## Instrução dada 1
Informe somente o número de linhas dos dados armazenados, mais abaixo, em que aparece a palavra "lapel".

Outrossim, resultou provado que a arguida não agiu com a diligência necessária e de que era capaz para conhecer e cumprir com as obrigações legais inerentes ao exercício da atividade por si prosseguida, não se descortinando quaisquer factos que retirem a censurabilidade à infração praticada nos termos supra descritos ou que excluam a sua culpa.
Em conformidade com o exposto, encontram-se preenchidos os elementos objetivos e subjetivos do tipo legal em menção, pelo que se conclui que a arguida praticou uma contraordenação ambiental leve, prevista e punida pelos artigos 21.º, n.º 1, e 67.º, n.º 3, alínea d), do Decreto-Lei n.º 178/2006, de 05 de setembro, na redação dada pelo Decreto-Lei n.º 73/2011, de 17 de junho, conjugado com a Portaria n.º 335/97, de 16 de maio e artigo 22.º, n.º 2, da Lei n.º 50/2006, de 29 de agosto, em associação com o artigo 16.º, n.º 1, do Decreto-Lei n.º 73/2011, de 17 de junho.
Da Determinação da Sanção
Vem a arguida condenada pela prática de uma contraordenação ambiental leve prevista e punida pelos artigos 21.º, n.º 1, e 67.º, n.º 3, alínea d), do Decreto-Lei n.º 178/2006, de 05 de setembro, na redação dada pelo Decreto-Lei n.º 73/2011, de 17 de junho, conjugado com a Portaria n.º 335/97, de 16 de maio e artigo 22.º, n.º 2, da Lei n.º 50/2006, de 29 de agosto, na redação dada pela Lei n.º 89/2009, de 31 de agosto, em associação com o artigo 16.º, n.º 1, do Decreto-Lei n.º 73/2011, de 17 de junho, em autoria material, na forma consumada e a título de negligência, numa sanção de admoestação, ao abrigo do disposto no artigo 51.º, do Regime Geral das Contraordenações, ex vi artigo 2.º, da Lei n.º 50/2006 de 29 de agosto.

## Instrução dada 2
Segundo o texto do documento, qual sanção foi aplicada à arguida?

## Dados armazenados
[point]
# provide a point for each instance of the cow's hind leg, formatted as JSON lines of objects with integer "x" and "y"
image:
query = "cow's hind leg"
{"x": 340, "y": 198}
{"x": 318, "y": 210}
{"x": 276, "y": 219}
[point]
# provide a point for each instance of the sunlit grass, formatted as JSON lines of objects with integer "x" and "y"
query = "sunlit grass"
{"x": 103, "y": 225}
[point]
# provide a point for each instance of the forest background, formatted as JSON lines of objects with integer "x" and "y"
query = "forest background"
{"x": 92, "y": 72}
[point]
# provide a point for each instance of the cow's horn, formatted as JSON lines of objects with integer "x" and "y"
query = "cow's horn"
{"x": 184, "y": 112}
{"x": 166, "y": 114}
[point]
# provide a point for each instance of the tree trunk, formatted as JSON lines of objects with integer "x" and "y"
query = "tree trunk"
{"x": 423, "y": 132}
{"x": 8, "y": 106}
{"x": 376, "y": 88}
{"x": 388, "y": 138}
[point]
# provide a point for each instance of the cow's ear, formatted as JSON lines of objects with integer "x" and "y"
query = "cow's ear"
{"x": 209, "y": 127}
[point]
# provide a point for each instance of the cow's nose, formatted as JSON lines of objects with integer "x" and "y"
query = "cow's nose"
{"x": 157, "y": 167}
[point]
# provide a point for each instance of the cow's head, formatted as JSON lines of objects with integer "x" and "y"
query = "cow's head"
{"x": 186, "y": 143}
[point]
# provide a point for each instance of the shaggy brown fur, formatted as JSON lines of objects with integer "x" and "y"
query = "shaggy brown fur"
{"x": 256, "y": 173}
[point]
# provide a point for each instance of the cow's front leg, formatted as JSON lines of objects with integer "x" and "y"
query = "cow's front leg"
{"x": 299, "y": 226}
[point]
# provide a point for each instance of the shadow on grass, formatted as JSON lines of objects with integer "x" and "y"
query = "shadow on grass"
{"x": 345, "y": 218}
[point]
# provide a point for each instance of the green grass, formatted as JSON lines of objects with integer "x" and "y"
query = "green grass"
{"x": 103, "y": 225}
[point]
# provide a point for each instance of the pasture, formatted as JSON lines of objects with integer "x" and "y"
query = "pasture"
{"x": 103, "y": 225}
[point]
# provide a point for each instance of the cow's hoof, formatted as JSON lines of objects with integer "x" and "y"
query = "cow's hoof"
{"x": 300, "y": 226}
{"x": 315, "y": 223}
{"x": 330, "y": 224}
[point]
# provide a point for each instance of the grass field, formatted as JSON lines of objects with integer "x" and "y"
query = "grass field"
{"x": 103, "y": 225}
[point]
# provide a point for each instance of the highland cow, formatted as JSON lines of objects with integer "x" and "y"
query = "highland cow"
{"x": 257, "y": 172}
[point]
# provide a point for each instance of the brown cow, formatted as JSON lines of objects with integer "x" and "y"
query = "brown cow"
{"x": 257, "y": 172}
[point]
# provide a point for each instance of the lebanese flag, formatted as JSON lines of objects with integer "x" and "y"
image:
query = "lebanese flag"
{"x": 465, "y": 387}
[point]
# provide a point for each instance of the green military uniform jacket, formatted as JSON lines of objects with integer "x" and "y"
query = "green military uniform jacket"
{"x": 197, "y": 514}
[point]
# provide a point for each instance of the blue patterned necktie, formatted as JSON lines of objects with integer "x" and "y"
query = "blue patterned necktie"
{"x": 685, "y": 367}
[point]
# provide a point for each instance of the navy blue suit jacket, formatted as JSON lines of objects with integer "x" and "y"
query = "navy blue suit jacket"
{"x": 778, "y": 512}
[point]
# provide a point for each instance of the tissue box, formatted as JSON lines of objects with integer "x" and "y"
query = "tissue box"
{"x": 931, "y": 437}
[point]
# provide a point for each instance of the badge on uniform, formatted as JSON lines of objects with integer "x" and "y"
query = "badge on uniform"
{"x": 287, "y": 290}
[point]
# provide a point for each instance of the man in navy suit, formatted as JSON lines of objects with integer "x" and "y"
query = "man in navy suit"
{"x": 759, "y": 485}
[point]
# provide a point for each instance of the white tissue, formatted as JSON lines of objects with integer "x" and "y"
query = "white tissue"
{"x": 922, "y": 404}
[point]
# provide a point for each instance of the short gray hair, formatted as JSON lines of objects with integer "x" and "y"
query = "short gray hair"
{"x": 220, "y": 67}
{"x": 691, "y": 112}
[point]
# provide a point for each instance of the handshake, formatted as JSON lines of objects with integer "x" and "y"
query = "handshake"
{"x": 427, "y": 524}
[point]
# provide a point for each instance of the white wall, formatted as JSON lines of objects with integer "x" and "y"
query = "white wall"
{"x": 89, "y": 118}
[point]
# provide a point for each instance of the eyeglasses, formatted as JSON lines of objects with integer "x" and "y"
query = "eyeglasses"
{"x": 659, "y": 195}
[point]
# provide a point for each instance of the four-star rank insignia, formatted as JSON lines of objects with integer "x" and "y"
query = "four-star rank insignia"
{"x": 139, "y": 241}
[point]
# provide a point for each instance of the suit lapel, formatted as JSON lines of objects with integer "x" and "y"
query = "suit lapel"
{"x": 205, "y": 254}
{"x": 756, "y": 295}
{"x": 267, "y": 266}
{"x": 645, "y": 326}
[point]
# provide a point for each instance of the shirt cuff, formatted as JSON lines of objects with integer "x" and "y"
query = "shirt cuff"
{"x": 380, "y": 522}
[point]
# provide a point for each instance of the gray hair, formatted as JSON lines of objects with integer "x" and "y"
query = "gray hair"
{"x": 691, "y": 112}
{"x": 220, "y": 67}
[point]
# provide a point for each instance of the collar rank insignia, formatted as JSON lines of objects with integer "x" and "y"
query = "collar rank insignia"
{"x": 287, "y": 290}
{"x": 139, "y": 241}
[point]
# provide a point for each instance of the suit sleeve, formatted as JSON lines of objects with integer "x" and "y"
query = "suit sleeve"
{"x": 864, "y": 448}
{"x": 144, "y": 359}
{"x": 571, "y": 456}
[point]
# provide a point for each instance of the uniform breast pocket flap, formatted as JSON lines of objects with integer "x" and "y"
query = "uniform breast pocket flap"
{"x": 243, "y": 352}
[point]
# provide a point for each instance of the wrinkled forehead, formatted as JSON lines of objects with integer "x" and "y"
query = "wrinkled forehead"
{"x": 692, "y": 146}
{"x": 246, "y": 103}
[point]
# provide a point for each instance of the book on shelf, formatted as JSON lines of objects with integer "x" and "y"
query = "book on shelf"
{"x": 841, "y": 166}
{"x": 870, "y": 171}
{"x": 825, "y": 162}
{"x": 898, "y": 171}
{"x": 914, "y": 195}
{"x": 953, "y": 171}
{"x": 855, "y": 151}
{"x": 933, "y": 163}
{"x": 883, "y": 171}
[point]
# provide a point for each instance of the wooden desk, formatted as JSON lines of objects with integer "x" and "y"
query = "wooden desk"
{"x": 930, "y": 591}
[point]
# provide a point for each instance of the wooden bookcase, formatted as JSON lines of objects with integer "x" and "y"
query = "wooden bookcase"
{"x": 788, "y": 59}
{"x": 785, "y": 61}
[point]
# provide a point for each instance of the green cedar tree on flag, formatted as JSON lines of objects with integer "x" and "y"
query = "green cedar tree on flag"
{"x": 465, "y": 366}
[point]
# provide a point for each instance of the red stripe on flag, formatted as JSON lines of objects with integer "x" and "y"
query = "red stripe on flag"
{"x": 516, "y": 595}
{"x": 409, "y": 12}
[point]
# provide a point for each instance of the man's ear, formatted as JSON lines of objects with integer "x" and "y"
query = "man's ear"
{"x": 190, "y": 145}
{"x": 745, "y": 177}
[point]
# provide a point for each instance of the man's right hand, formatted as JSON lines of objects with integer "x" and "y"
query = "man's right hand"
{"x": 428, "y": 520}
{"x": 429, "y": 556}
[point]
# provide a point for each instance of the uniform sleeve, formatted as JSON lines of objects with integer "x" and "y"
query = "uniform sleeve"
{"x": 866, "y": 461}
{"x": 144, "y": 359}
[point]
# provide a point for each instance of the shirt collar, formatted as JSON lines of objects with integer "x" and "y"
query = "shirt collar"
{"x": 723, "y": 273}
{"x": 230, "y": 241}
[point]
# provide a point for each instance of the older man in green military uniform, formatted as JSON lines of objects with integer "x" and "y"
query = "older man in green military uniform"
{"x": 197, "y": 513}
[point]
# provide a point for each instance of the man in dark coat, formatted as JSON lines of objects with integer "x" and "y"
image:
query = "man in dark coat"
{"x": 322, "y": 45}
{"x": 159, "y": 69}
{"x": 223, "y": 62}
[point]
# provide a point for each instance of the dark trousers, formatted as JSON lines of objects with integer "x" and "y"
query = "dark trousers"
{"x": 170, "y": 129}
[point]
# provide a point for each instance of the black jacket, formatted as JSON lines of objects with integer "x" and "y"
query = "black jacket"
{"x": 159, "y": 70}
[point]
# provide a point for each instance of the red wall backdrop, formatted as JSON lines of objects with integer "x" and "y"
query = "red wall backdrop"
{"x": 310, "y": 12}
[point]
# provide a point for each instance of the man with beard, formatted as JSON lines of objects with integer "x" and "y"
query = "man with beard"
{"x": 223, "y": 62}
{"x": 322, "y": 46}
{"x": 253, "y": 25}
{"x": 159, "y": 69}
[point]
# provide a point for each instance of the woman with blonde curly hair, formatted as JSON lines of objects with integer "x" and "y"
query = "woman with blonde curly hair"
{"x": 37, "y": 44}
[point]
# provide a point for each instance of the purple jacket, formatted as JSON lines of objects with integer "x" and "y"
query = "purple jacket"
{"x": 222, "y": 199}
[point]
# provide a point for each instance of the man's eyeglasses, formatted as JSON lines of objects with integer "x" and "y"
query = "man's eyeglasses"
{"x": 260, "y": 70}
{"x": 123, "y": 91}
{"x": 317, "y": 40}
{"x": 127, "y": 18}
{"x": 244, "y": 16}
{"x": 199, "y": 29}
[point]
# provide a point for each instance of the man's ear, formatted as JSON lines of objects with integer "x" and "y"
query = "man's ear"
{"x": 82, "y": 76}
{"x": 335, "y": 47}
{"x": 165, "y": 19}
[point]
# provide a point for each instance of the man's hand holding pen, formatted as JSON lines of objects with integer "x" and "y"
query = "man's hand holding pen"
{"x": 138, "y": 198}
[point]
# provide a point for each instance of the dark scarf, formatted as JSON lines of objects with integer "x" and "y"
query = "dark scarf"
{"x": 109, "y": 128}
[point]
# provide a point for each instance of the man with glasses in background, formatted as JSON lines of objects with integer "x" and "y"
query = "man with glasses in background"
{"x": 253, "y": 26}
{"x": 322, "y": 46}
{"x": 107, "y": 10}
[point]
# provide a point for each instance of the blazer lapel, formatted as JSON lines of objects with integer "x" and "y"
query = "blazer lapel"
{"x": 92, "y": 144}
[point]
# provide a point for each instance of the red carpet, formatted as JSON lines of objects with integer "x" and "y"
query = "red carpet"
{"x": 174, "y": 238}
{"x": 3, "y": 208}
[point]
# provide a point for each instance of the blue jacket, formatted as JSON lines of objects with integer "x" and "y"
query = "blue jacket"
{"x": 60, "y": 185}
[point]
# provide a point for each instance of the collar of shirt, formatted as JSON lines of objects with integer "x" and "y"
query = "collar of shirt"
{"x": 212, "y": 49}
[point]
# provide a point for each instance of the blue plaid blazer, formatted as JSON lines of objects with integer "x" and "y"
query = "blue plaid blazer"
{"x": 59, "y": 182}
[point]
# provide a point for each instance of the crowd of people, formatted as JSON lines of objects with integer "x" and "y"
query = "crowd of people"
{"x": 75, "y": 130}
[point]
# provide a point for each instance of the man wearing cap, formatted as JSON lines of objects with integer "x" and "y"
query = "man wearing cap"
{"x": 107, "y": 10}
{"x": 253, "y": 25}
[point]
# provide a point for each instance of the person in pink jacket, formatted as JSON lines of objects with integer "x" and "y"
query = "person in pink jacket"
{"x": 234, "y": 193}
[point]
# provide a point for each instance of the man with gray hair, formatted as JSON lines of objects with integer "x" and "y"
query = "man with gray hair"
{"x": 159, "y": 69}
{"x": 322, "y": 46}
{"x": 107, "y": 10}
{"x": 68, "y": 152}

## Resposta 1
4

## Resposta 2
A arguida foi condenada numa sanção de admoestação.